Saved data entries
=-=-=

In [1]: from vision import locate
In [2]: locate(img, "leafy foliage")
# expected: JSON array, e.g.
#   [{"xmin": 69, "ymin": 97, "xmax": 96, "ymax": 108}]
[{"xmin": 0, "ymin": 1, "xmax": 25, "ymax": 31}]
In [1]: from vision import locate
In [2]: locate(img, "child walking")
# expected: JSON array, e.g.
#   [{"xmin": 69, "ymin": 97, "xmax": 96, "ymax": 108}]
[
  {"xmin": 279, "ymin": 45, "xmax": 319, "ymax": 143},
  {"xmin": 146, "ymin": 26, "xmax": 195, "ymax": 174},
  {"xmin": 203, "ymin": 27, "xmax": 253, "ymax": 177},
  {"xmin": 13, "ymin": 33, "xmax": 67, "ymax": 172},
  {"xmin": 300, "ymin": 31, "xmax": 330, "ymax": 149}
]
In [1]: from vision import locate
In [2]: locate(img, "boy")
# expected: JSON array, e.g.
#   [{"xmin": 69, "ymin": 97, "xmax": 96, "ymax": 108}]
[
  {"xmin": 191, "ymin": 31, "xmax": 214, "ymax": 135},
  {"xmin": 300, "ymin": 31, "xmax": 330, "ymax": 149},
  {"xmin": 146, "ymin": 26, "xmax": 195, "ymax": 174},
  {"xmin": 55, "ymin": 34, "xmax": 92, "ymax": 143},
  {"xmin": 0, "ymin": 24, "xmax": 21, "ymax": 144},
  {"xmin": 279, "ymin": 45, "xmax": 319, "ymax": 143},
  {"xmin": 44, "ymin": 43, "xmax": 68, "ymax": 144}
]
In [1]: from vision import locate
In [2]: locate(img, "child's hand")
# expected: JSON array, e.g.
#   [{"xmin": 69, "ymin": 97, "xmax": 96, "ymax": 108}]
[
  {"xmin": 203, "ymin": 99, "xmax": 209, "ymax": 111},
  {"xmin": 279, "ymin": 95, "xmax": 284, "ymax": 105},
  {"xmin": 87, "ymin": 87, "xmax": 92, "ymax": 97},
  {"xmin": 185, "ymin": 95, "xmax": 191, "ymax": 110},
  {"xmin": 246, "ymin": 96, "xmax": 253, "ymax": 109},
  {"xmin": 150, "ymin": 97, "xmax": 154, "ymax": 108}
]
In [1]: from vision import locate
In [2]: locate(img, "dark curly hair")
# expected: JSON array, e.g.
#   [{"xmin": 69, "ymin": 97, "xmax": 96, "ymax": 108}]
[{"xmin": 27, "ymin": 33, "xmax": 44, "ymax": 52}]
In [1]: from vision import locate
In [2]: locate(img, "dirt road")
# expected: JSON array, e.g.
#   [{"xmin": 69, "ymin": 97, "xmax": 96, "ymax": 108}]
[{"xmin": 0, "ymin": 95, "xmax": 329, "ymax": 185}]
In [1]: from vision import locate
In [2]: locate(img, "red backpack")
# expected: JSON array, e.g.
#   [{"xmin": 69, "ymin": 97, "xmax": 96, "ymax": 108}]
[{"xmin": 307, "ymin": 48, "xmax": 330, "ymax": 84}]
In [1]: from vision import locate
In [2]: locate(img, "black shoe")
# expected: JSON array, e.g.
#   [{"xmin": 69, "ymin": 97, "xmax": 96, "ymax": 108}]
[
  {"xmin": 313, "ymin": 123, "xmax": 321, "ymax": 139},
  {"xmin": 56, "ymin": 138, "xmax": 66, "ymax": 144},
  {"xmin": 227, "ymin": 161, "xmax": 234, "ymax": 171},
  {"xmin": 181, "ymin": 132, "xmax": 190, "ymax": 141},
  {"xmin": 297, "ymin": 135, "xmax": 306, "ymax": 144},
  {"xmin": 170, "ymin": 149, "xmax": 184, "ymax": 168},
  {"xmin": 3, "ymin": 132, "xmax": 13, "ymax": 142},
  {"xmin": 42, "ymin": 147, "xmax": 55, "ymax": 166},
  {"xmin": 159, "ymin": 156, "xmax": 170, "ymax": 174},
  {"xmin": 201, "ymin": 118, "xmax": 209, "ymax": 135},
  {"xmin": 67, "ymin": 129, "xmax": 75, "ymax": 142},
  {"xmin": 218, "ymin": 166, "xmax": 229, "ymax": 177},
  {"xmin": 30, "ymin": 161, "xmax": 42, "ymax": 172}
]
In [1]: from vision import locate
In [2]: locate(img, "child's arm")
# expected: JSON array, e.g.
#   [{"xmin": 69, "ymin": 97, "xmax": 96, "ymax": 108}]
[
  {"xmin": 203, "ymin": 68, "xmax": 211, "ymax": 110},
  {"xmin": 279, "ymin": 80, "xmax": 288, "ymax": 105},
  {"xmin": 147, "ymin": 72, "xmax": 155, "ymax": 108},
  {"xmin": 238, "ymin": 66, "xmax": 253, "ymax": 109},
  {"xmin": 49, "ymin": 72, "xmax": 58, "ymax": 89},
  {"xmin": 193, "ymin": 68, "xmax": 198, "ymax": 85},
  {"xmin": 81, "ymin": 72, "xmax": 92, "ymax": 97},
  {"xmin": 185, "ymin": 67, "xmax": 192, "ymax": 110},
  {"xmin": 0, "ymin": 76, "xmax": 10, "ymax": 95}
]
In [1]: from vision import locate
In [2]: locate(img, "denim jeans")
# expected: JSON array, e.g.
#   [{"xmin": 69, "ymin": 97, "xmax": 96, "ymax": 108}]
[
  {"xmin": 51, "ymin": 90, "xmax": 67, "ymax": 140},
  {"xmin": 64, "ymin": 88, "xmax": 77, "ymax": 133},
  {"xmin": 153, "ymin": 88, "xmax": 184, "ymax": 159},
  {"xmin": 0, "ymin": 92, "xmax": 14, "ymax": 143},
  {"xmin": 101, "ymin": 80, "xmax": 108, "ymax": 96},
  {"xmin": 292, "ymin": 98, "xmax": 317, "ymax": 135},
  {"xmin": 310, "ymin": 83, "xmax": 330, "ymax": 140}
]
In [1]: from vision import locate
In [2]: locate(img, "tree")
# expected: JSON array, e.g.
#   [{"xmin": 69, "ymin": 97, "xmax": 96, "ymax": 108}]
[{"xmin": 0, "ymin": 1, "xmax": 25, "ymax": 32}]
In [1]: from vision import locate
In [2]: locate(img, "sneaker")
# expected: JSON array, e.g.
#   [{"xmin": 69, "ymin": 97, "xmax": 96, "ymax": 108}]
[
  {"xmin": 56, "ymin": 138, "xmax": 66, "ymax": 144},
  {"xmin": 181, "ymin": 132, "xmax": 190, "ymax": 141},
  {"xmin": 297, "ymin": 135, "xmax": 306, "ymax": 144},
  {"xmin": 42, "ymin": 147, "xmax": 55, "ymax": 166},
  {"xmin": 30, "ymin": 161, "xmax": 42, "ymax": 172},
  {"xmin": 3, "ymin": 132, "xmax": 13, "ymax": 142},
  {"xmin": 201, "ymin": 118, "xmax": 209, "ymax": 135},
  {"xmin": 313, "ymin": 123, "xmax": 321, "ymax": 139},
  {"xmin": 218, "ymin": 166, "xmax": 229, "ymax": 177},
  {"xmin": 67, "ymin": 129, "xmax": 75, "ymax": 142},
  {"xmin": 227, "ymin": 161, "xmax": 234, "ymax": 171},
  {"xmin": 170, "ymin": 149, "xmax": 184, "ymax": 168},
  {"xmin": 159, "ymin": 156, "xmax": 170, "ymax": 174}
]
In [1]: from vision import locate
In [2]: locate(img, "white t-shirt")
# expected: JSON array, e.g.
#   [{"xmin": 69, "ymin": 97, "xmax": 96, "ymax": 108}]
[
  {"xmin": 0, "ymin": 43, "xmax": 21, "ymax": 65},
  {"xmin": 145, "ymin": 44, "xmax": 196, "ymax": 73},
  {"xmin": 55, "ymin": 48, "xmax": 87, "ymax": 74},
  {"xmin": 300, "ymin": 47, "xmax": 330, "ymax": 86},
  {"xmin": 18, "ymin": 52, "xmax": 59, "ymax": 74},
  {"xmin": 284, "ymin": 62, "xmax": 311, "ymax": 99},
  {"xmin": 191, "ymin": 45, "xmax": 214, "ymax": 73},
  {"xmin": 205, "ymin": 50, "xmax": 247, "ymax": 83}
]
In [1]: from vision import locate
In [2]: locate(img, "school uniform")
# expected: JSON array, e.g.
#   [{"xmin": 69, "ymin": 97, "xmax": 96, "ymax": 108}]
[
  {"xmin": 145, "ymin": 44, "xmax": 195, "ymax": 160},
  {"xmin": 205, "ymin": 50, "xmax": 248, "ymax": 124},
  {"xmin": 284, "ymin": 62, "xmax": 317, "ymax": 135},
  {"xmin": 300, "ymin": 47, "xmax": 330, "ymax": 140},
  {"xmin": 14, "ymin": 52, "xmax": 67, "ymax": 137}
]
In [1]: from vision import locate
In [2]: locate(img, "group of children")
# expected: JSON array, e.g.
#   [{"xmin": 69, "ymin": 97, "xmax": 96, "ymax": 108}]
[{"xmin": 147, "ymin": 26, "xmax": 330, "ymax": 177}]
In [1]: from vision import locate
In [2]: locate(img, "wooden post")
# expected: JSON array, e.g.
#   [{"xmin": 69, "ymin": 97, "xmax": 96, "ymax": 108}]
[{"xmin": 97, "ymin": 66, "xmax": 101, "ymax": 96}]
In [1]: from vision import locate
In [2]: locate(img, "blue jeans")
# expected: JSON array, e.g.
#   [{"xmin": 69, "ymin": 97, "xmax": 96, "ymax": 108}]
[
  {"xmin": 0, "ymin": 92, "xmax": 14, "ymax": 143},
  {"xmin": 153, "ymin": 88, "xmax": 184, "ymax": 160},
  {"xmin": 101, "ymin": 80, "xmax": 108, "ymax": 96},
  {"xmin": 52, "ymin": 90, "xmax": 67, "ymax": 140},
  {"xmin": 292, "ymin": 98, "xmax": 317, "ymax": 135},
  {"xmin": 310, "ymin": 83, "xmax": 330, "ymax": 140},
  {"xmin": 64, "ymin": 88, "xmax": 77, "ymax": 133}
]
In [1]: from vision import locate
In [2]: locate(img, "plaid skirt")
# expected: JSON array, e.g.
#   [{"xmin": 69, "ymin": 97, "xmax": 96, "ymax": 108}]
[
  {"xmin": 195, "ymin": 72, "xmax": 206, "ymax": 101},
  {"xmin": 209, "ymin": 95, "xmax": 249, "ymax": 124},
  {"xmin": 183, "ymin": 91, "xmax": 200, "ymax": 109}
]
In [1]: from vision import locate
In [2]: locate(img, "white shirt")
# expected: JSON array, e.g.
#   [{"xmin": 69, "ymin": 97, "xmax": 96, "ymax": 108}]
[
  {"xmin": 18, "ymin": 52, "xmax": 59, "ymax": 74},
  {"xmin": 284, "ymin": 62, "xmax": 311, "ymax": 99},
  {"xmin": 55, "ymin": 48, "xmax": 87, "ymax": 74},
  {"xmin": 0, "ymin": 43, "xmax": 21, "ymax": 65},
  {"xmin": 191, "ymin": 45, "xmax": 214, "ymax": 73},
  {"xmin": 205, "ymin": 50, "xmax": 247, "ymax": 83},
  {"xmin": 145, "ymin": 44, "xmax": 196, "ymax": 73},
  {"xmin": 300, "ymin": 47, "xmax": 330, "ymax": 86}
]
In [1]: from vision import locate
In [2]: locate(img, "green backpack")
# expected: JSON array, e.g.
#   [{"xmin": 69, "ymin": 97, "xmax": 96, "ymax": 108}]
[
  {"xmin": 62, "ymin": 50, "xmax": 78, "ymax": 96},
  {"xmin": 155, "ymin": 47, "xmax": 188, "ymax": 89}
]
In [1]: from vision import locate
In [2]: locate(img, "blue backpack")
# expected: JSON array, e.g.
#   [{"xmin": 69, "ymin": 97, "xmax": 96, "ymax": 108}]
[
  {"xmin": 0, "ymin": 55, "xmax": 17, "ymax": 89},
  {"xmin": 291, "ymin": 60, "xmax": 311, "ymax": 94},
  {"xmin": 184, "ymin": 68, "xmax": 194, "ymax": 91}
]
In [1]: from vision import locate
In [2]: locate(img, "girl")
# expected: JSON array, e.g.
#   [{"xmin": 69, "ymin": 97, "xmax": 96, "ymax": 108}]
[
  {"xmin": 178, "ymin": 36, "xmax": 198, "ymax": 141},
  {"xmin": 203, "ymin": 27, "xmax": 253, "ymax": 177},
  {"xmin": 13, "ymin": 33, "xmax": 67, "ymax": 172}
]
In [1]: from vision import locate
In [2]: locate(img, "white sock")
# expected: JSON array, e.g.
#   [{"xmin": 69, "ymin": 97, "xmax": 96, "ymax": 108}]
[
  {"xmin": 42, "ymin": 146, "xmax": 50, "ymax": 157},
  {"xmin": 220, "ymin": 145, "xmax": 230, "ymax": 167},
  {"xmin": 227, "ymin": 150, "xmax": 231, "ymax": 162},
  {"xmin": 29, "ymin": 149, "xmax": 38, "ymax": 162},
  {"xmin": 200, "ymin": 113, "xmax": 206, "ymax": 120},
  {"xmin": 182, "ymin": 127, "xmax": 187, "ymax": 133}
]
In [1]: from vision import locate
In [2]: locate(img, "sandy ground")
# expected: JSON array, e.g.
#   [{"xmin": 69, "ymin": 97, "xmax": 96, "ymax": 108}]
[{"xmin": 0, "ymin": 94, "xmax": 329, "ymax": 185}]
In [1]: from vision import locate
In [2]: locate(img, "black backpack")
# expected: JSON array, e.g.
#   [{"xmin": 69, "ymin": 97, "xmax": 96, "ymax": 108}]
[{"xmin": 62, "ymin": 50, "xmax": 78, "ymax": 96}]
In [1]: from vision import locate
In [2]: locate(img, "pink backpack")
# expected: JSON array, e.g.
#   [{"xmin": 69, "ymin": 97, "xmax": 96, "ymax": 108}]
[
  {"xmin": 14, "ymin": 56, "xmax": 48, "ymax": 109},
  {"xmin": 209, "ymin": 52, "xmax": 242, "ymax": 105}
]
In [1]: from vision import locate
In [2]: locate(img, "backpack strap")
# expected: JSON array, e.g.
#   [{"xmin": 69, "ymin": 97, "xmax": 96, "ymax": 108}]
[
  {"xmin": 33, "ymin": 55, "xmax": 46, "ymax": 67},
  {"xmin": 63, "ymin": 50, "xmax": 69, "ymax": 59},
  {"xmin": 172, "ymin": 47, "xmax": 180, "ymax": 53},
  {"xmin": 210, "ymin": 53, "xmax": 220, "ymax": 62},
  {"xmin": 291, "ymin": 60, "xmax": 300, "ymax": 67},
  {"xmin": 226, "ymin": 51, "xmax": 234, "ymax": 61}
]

=-=-=

__Requirement__. Retrieve all lines from the data that contain the string "blue".

__The answer__.
In [2]: locate(img, "blue jeans")
In [2]: locate(img, "blue backpack")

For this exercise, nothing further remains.